WHAT IS ASKED: Write out the entries below word for word, starting at the line that contains "Pick-planner input: for every instance of the car tail" and ending after the line that contains "point(615, 455)".

DATASET RECORDS:
#####
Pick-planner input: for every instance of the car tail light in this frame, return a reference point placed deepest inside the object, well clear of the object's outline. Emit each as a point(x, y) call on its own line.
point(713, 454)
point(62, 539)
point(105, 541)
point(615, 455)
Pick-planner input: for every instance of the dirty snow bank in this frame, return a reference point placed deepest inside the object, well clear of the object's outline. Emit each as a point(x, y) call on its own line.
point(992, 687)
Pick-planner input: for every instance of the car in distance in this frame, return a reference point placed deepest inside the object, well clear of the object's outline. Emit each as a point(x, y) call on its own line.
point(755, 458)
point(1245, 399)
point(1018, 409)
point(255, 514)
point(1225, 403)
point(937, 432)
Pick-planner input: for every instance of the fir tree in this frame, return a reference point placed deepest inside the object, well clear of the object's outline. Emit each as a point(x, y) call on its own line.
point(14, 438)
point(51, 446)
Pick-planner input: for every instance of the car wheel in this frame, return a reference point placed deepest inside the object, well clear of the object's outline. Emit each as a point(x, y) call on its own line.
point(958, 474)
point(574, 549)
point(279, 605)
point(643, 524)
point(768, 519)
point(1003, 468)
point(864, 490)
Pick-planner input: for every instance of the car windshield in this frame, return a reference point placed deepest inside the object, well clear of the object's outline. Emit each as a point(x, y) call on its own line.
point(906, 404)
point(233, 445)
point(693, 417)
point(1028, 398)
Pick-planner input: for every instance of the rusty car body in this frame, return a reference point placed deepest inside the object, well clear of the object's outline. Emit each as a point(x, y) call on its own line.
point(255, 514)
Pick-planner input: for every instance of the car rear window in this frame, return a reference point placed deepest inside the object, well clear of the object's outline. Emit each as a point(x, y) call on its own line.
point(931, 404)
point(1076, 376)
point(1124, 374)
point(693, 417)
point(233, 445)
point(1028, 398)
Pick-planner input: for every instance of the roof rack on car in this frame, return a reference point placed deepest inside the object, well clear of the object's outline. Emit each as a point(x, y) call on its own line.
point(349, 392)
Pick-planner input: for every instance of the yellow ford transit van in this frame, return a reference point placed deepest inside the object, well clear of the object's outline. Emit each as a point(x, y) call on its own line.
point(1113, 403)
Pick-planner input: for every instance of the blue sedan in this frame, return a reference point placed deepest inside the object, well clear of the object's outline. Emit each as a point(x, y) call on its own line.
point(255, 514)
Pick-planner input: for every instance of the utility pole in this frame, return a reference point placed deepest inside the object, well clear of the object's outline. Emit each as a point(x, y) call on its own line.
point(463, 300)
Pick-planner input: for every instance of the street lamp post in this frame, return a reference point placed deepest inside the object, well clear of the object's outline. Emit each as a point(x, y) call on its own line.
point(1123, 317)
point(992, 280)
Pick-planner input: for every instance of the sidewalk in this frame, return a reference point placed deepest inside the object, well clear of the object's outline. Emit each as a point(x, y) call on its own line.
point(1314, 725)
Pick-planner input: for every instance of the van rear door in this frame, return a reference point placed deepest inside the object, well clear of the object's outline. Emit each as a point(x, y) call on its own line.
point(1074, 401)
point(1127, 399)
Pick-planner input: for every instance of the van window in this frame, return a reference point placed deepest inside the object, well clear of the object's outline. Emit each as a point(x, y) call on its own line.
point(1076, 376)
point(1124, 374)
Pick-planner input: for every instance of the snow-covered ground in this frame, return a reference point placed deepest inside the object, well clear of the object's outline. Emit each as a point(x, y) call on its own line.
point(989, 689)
#####
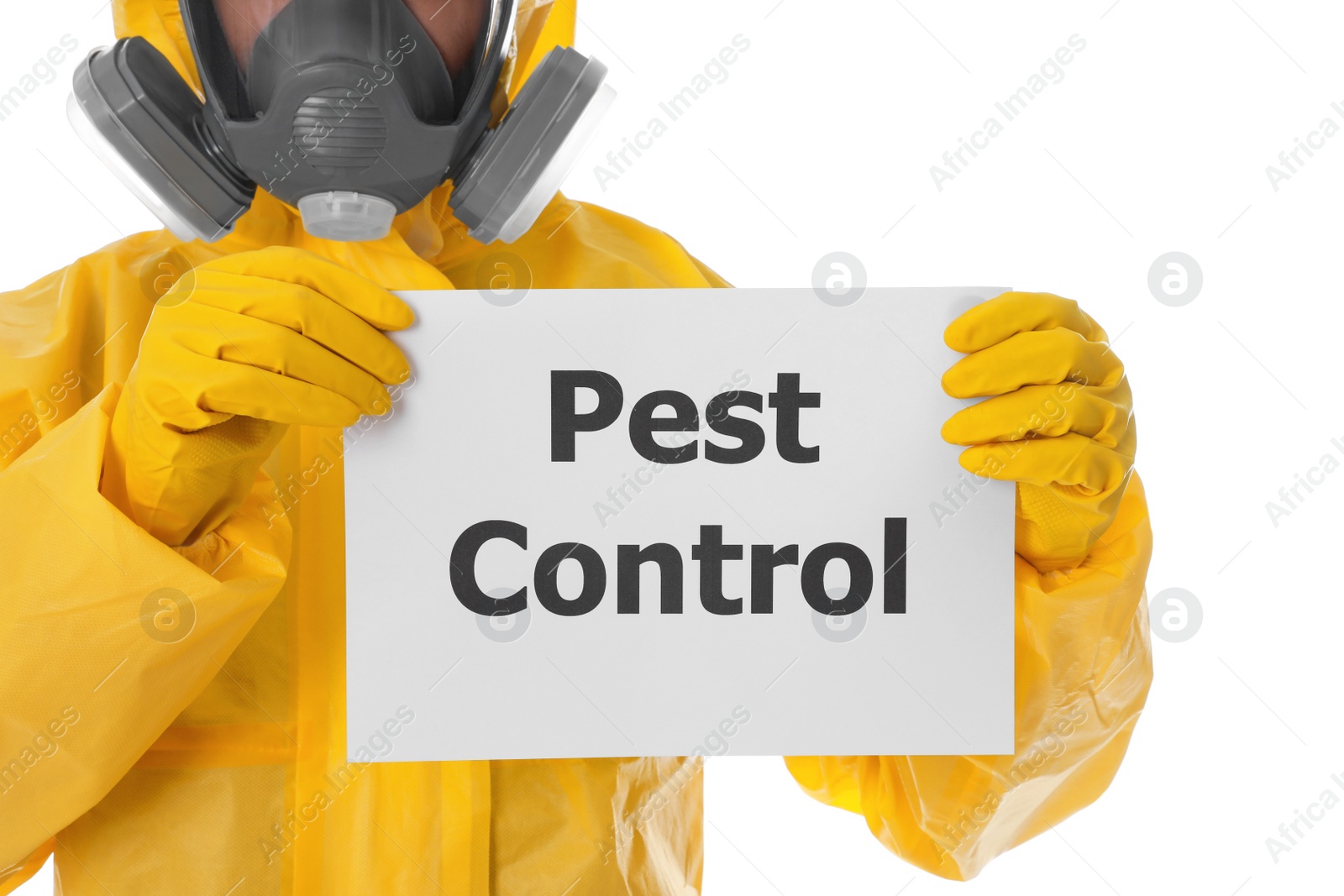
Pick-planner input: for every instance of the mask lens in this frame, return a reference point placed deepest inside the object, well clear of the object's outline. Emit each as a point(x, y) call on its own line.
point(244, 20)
#####
WRITTEN ANSWER:
Pick-planner input: for every instance of the car tail light in this frame, return a reference point placed deepest inside the object, well clear of the object's outline. Emit each as a point(x, y) call on its own line.
point(713, 454)
point(62, 539)
point(105, 541)
point(615, 455)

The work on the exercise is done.